» **Directions for this task**: All of the data that appears below is to be given again precisely as written.

Referring expression data:

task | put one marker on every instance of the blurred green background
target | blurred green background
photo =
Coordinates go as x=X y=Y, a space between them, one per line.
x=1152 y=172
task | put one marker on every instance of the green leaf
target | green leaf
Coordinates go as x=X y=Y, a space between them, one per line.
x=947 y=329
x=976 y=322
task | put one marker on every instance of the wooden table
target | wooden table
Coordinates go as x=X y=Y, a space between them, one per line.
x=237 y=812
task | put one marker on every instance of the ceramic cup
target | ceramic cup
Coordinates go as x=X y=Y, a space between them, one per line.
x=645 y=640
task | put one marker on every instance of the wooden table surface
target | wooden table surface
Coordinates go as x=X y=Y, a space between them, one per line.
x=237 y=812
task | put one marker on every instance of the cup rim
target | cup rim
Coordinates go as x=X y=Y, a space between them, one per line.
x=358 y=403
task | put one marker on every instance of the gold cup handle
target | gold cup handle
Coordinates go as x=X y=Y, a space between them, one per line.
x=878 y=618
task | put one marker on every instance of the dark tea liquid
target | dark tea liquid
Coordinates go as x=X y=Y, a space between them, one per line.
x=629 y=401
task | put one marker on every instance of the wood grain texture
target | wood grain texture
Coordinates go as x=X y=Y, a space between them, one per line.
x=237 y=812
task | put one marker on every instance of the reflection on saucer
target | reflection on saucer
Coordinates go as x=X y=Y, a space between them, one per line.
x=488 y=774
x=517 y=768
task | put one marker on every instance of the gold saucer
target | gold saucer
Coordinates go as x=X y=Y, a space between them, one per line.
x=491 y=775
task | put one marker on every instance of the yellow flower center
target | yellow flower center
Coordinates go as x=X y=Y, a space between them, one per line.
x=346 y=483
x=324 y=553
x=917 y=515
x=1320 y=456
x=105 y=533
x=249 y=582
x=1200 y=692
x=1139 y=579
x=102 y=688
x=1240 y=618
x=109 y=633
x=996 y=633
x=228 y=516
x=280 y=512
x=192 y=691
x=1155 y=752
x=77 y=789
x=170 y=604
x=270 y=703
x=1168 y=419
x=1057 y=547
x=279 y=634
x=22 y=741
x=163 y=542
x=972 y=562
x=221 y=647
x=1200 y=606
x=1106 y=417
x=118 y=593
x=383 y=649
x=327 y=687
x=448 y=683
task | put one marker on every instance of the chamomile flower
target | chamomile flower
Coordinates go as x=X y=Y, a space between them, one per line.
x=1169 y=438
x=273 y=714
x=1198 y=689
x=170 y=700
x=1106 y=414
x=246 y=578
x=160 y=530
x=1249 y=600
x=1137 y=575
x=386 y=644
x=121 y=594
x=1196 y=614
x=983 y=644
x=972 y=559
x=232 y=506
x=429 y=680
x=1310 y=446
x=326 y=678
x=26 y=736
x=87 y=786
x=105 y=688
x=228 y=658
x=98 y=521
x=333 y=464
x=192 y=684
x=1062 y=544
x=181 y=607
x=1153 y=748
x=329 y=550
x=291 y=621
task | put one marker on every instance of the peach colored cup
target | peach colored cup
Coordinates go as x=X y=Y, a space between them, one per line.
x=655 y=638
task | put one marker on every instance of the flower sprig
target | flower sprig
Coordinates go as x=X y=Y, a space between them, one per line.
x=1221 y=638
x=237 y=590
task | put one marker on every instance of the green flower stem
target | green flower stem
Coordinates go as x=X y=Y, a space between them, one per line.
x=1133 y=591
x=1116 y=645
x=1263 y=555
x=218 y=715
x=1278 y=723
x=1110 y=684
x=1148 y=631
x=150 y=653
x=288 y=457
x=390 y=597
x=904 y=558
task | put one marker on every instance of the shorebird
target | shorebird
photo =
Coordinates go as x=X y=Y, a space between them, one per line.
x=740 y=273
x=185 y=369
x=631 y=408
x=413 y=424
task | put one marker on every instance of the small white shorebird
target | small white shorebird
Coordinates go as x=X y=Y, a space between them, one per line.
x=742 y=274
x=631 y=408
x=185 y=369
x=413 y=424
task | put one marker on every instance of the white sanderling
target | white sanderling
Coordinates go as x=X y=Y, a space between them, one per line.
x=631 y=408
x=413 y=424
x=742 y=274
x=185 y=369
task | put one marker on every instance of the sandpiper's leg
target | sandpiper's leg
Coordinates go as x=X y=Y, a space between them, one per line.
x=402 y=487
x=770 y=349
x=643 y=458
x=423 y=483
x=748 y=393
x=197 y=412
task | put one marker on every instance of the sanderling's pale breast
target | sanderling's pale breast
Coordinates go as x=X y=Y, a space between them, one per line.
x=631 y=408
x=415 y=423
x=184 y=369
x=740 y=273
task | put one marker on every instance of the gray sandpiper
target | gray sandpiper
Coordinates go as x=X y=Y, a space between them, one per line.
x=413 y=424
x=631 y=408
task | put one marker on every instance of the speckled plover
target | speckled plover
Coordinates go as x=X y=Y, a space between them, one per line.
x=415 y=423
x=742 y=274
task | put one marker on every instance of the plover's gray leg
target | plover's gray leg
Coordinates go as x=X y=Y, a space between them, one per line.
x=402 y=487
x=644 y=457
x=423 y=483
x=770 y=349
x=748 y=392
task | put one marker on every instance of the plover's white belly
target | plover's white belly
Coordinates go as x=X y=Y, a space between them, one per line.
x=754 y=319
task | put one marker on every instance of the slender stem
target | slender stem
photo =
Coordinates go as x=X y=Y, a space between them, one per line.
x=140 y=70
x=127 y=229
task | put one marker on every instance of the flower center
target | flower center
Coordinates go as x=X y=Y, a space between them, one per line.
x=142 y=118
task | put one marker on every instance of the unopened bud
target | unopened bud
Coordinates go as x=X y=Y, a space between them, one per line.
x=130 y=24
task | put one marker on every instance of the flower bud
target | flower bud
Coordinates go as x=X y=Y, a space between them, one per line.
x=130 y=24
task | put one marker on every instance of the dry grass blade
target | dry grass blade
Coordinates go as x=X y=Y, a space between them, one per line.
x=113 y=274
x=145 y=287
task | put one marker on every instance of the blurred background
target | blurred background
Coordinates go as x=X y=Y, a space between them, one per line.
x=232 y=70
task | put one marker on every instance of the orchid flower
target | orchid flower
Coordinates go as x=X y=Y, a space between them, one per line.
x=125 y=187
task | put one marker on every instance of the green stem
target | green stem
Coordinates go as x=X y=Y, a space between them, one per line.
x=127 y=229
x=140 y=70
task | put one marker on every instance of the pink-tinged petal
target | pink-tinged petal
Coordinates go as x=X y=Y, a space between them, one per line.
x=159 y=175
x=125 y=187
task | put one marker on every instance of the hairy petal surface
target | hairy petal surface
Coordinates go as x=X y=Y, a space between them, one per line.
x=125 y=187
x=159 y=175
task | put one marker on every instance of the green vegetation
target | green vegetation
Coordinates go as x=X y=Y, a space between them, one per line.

» **Task solution**:
task | put one marker on every instance of the blurred green background
target | blurred green background
photo =
Coordinates go as x=X y=Y, a space between them, one per line.
x=1152 y=172
task | put one marker on every instance of the green leaf
target | green leaf
Coordinates go as x=X y=Y, a space between them, one per line.
x=947 y=329
x=976 y=322
task | put one marker on every instance of the wooden table
target | wooden table
Coordinates go as x=X y=Y, a space between them, one per line.
x=237 y=812
task | put one marker on every instance of the ceramic cup
target | ceramic cup
Coordinates go as x=X y=Y, a space between them, one per line.
x=645 y=640
task | put one marker on every instance of the wooden table surface
target | wooden table surface
Coordinates go as x=X y=Y, a space between them, one per line.
x=237 y=812
task | put one marker on every instance of the cup rim
target | cup rim
Coordinates go as x=X y=Y, a space between them, one per line.
x=358 y=403
task | put one marker on every instance of the gold cup handle
target | gold cup handle
Coordinates go as x=X y=Y, a space between them, one per line.
x=878 y=618
task | put one marker on every instance of the dark tea liquid
target | dark tea liquid
Coordinates go as x=X y=Y, a space between them, one per line.
x=629 y=401
task | put one marker on every instance of the wood grain texture
target | wood grain texture
Coordinates go as x=X y=Y, a space between them, one per line.
x=237 y=812
task | put one marker on every instance of the reflection on saucer
target | reflection on saucer
Coordinates go as x=X y=Y, a space between them, one per line.
x=488 y=774
x=517 y=768
task | put one marker on every instance of the gold saucer
target | gold saucer
Coordinates go as x=X y=Y, a space between them, one per line.
x=491 y=775
task | put one marker on every instance of the yellow flower center
target | yellow flower center
Coordinates go as x=X y=Y, a space between them, one per line.
x=346 y=483
x=324 y=553
x=917 y=515
x=1320 y=456
x=105 y=533
x=249 y=582
x=1200 y=692
x=1139 y=579
x=102 y=688
x=1240 y=618
x=109 y=633
x=996 y=633
x=228 y=516
x=280 y=512
x=192 y=691
x=1155 y=752
x=77 y=789
x=170 y=604
x=270 y=703
x=1168 y=419
x=1057 y=547
x=279 y=634
x=22 y=741
x=163 y=542
x=972 y=562
x=221 y=647
x=1200 y=606
x=1106 y=417
x=118 y=593
x=383 y=649
x=327 y=687
x=448 y=683
task | put one marker on every instance of the chamomile flower
target | chamomile flower
Coordinates go as x=X y=Y, a space between them, one per line.
x=1169 y=438
x=273 y=714
x=1198 y=689
x=170 y=700
x=1106 y=414
x=246 y=578
x=160 y=530
x=1249 y=600
x=1137 y=575
x=386 y=644
x=121 y=594
x=1196 y=614
x=983 y=644
x=972 y=559
x=232 y=506
x=429 y=680
x=1310 y=446
x=326 y=678
x=26 y=736
x=87 y=786
x=105 y=688
x=228 y=658
x=98 y=521
x=333 y=464
x=192 y=684
x=1062 y=544
x=181 y=607
x=1153 y=748
x=329 y=550
x=291 y=621
task | put one marker on every instance of the peach colored cup
target | peach colored cup
Coordinates go as x=X y=Y, a space between them, one per line.
x=655 y=638
task | put one marker on every instance of the flower sprig
target | flower sprig
Coordinates go as x=X y=Y, a space between them, one per line.
x=1221 y=638
x=237 y=590
task | put one marker on every instance of the green flower stem
target | green flower stem
Coordinates go as x=X y=Y, a space between them, one per line.
x=1133 y=591
x=1116 y=645
x=1263 y=555
x=218 y=715
x=1278 y=723
x=1110 y=684
x=1148 y=631
x=150 y=653
x=288 y=457
x=390 y=597
x=904 y=558
task | put one marker on every instance of the shorebird
target | shorebird
photo =
Coordinates go as x=X y=Y, a space between them, one per line.
x=740 y=273
x=185 y=369
x=631 y=408
x=413 y=424
task | put one marker on every instance of the small white shorebird
target | small white shorebird
Coordinates go as x=X y=Y, a space between them, one per line.
x=742 y=274
x=631 y=408
x=185 y=369
x=413 y=424
task | put one marker on every instance of the white sanderling
target | white sanderling
Coordinates go as x=X y=Y, a space between them, one per line.
x=631 y=408
x=413 y=424
x=742 y=274
x=185 y=369
task | put one marker on every instance of the sandpiper's leg
target | sandpiper's leg
Coordinates go as x=X y=Y, a space between them, one per line.
x=402 y=487
x=770 y=349
x=643 y=458
x=423 y=483
x=748 y=393
x=197 y=412
task | put one marker on every instance of the sanderling's pale breast
target | sanderling's pale breast
Coordinates go as x=X y=Y, a space between them, one per line.
x=631 y=408
x=415 y=423
x=184 y=369
x=740 y=273
task | put one marker on every instance of the gray sandpiper
target | gray sandpiper
Coordinates go as x=X y=Y, a space between them, one per line.
x=413 y=424
x=631 y=408
task | put one marker on every instance of the speckled plover
target | speckled plover
Coordinates go as x=X y=Y, a space between them, one per line.
x=415 y=423
x=742 y=274
task | put one marker on every instance of the plover's gray leg
target | plover's gray leg
Coordinates go as x=X y=Y, a space between them, one per line.
x=402 y=487
x=644 y=457
x=423 y=483
x=770 y=349
x=748 y=392
task | put one marker on every instance of the plover's white belly
target | plover's white belly
Coordinates go as x=X y=Y, a space between them, one per line.
x=754 y=319
task | put one marker on every instance of the slender stem
target | slender stem
photo =
Coordinates go as x=X y=Y, a space between them, one per line.
x=140 y=70
x=127 y=229
task | put one marker on every instance of the flower center
target | flower center
Coordinates go as x=X y=Y, a space between them, one per line.
x=142 y=118
task | put one marker on every instance of the unopened bud
target | unopened bud
Coordinates go as x=X y=Y, a space between them, one per line.
x=130 y=24
task | put one marker on every instance of the flower bud
target | flower bud
Coordinates go as x=X y=Y, a space between them, one per line.
x=130 y=24
task | put one marker on every instance of the dry grass blade
target | dry grass blade
Coordinates go as x=X y=Y, a space between them, one per line.
x=113 y=274
x=145 y=287
task | put one marker on every instance of the blurred background
target | blurred background
Coordinates go as x=X y=Y, a space between them, one per line.
x=232 y=70
task | put one marker on every instance of the orchid flower
target | orchid flower
Coordinates go as x=X y=Y, a space between them, one per line.
x=125 y=187
task | put one marker on every instance of the green stem
target | green stem
Coordinates go as x=X y=Y, a space between them, one per line.
x=127 y=229
x=140 y=70
task | put one marker on every instance of the pink-tinged petal
target | pink-tinged petal
Coordinates go as x=X y=Y, a space between them, one per line.
x=159 y=175
x=125 y=187
task | put one marker on every instance of the hairy petal surface
target | hairy petal surface
Coordinates go as x=X y=Y, a space between them, one per line.
x=125 y=187
x=159 y=175
task | put one marker on every instance of the green vegetation
target | green vegetation
Coordinates go as x=X y=Y, a space between them, one per line.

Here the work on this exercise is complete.